• Treść zadania: Streść w dwóch zdaniach fragment dyskusji o wymianie paska.

Najpierw zdejmujesz pokrywe zaworów bo ta szara, plastikowa pokrywa paska jest przyciśnieta pokrywa zaworów. Potem musisz odkrecićto mocowanie silnika o ktorym piszesz bo inaczej osłony nie zdejmiesz. Troche z tym roboty jest a jak tego nie robiłes to dobrze Ci radze - zapłać i miej spokój bo narobisz sobie klopotu.

pirat
16-10-06, 11:46
kazdy radzi zeby zaplacic komus kto sie w tym specjalizuje. ale przeciez wymiana paska/napinaczy to nie jakas wyzsza filozofia. A jak sie zabierze za to i nie ma dwoch lewych rak to sam sobie ogarnie i sie nauczy przy okazji, mozesz dodatkowo do pomocy wziac znajomego/kogos z rodziny co troche dlubie przy autach itp i Cie wspomoze aby czegos nie spierdzielic :-)

s3kawek
16-10-06, 11:53
kazdy radzi zeby zaplacic komus kto sie w tym specjalizuje. ale przeciez wymiana paska/napinaczy to nie jakas wyzsza filozofia. A jak sie zabierze za to i nie ma dwoch lewych rak to sam sobie ogarnie i sie nauczy przy okazji, mozesz dodatkowo do pomocy wziac znajomego/kogos z rodziny co troche dlubie przy autach i Cie wspomoze aby czegos nie spierdzielic :-)

Mam inne zdanie na ten temat.

• Wiersze zbioru danych:
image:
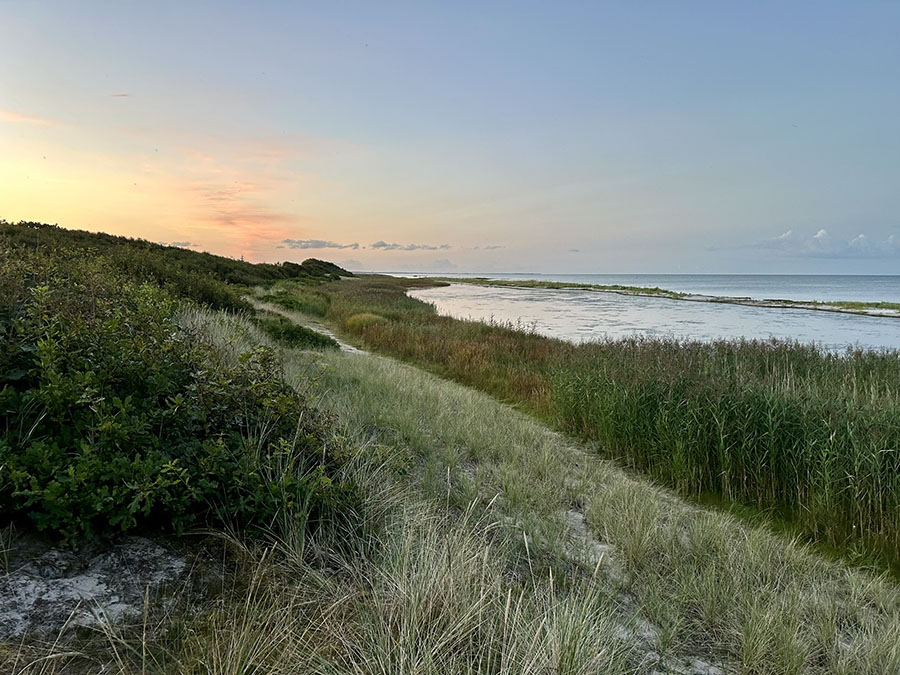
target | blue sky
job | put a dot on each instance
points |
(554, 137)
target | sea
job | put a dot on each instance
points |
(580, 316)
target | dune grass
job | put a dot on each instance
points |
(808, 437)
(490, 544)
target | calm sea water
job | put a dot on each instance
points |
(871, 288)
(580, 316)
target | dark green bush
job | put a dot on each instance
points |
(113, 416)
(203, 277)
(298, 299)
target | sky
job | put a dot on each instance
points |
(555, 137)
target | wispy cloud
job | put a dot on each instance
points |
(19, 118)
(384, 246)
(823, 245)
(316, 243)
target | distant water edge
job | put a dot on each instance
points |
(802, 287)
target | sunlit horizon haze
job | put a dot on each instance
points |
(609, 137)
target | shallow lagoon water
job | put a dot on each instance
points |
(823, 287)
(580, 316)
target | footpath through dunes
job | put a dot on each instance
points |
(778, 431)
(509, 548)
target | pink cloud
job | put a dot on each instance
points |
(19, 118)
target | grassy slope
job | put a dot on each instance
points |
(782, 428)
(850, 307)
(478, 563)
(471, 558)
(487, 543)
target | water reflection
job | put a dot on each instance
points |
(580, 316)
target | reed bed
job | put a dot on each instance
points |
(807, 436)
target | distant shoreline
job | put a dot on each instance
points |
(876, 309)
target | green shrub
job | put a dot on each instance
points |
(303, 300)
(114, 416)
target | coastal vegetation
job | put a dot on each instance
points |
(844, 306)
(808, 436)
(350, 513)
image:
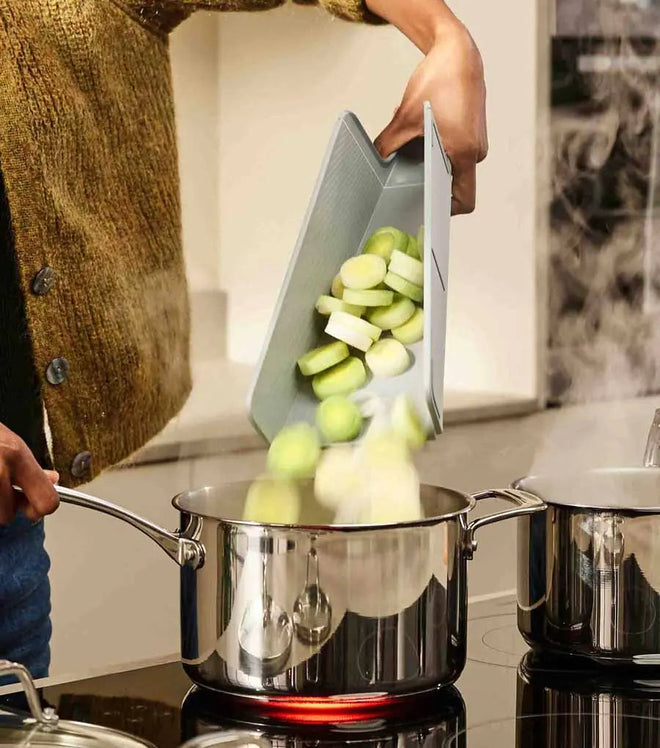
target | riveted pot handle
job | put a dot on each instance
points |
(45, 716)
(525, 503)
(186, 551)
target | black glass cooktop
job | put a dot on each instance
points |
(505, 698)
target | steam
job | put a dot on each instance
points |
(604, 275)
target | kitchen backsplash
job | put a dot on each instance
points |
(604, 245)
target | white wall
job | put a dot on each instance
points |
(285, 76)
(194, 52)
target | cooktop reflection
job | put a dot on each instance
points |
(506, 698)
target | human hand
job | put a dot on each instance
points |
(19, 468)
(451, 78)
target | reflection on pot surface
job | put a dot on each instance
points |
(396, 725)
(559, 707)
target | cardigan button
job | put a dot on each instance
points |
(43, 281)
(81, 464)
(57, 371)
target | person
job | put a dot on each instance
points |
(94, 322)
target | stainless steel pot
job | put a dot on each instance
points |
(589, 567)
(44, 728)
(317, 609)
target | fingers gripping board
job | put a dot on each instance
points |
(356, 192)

• Odpowiedź: Pierwsza wypowiedź wyjaśnia, że trzeba zdjąć pokrywę zaworów i odkręcić mocowanie silnika, aby zdjąć plastikową osłonę paska, a komuś, kto tego nie robił, radzi zapłacić za tę pracę. Pirat pisze, że wymiana paska i napinaczy to nie wyższa filozofia i można ją zrobić samemu, ewentualnie z pomocą znajomego lub kogoś z rodziny, kto zna się trochę na autach, a s3kawek przytacza tę wypowiedź i stwierdza, że ma inne zdanie.